[Data in this exercise]:
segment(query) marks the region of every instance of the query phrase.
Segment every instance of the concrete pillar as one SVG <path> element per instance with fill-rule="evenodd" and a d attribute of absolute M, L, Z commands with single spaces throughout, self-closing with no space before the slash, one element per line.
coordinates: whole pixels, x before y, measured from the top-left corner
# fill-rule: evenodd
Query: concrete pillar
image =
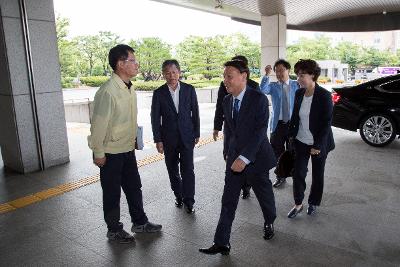
<path fill-rule="evenodd" d="M 286 16 L 276 14 L 261 17 L 261 74 L 266 65 L 286 58 Z M 276 80 L 275 73 L 271 79 Z"/>
<path fill-rule="evenodd" d="M 52 0 L 0 0 L 0 146 L 27 173 L 69 161 Z"/>

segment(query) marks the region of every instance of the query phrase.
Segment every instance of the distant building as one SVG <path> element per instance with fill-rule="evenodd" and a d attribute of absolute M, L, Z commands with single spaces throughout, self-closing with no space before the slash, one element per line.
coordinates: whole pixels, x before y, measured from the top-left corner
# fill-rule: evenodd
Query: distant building
<path fill-rule="evenodd" d="M 400 67 L 377 67 L 372 72 L 382 75 L 394 75 L 400 73 Z"/>
<path fill-rule="evenodd" d="M 340 42 L 351 42 L 363 47 L 374 47 L 378 50 L 390 50 L 396 53 L 400 49 L 400 31 L 384 32 L 304 32 L 289 31 L 288 45 L 296 44 L 300 37 L 316 38 L 320 35 L 331 38 L 332 46 Z"/>
<path fill-rule="evenodd" d="M 367 80 L 372 76 L 376 76 L 376 74 L 372 74 L 373 67 L 362 66 L 358 67 L 354 74 L 354 79 L 356 80 Z"/>
<path fill-rule="evenodd" d="M 339 60 L 317 60 L 321 67 L 321 76 L 328 77 L 332 82 L 337 80 L 347 81 L 349 78 L 349 64 Z"/>
<path fill-rule="evenodd" d="M 356 69 L 356 80 L 373 80 L 400 73 L 400 67 L 360 67 Z"/>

[What is expected]: With the pictures dropped, give every entry above again exactly.

[Written answer]:
segment(query) marks the region of every instance of the query phrase.
Segment every instance of the concrete pillar as one SVG <path> element per instance with fill-rule="evenodd" and a d attribute of absolute M, L, Z commands with single spaces throughout, self-closing with no space before the slash, one element per line.
coordinates: whole pixels, x before y, measured from the top-left corner
# fill-rule: evenodd
Query: concrete pillar
image =
<path fill-rule="evenodd" d="M 286 16 L 276 14 L 261 17 L 261 74 L 266 65 L 286 58 Z M 276 80 L 275 73 L 271 79 Z"/>
<path fill-rule="evenodd" d="M 52 0 L 0 0 L 0 146 L 27 173 L 69 161 Z"/>

segment(query) marks the region of every instance of the query phrase.
Segment every instance of the distant building as one SVG <path> element per instance with fill-rule="evenodd" and a d attribute of absolute M, L, Z commands with single spaces throughout, self-closing with no space before the slash, one element per line.
coordinates: whole pixels, x before y, measured from the top-left corner
# fill-rule: evenodd
Query: distant building
<path fill-rule="evenodd" d="M 400 67 L 377 67 L 372 72 L 382 75 L 394 75 L 400 73 Z"/>
<path fill-rule="evenodd" d="M 340 42 L 351 42 L 363 47 L 374 47 L 378 50 L 390 50 L 396 53 L 400 49 L 400 31 L 384 32 L 304 32 L 289 31 L 288 45 L 296 44 L 300 37 L 316 38 L 320 35 L 331 38 L 332 46 Z"/>
<path fill-rule="evenodd" d="M 367 80 L 372 76 L 376 76 L 376 74 L 372 74 L 373 67 L 362 66 L 358 67 L 354 74 L 354 79 L 356 80 Z"/>
<path fill-rule="evenodd" d="M 339 60 L 317 60 L 321 67 L 321 76 L 328 77 L 332 82 L 337 80 L 347 81 L 349 78 L 349 64 Z"/>
<path fill-rule="evenodd" d="M 356 69 L 356 80 L 373 80 L 400 73 L 400 67 L 360 67 Z"/>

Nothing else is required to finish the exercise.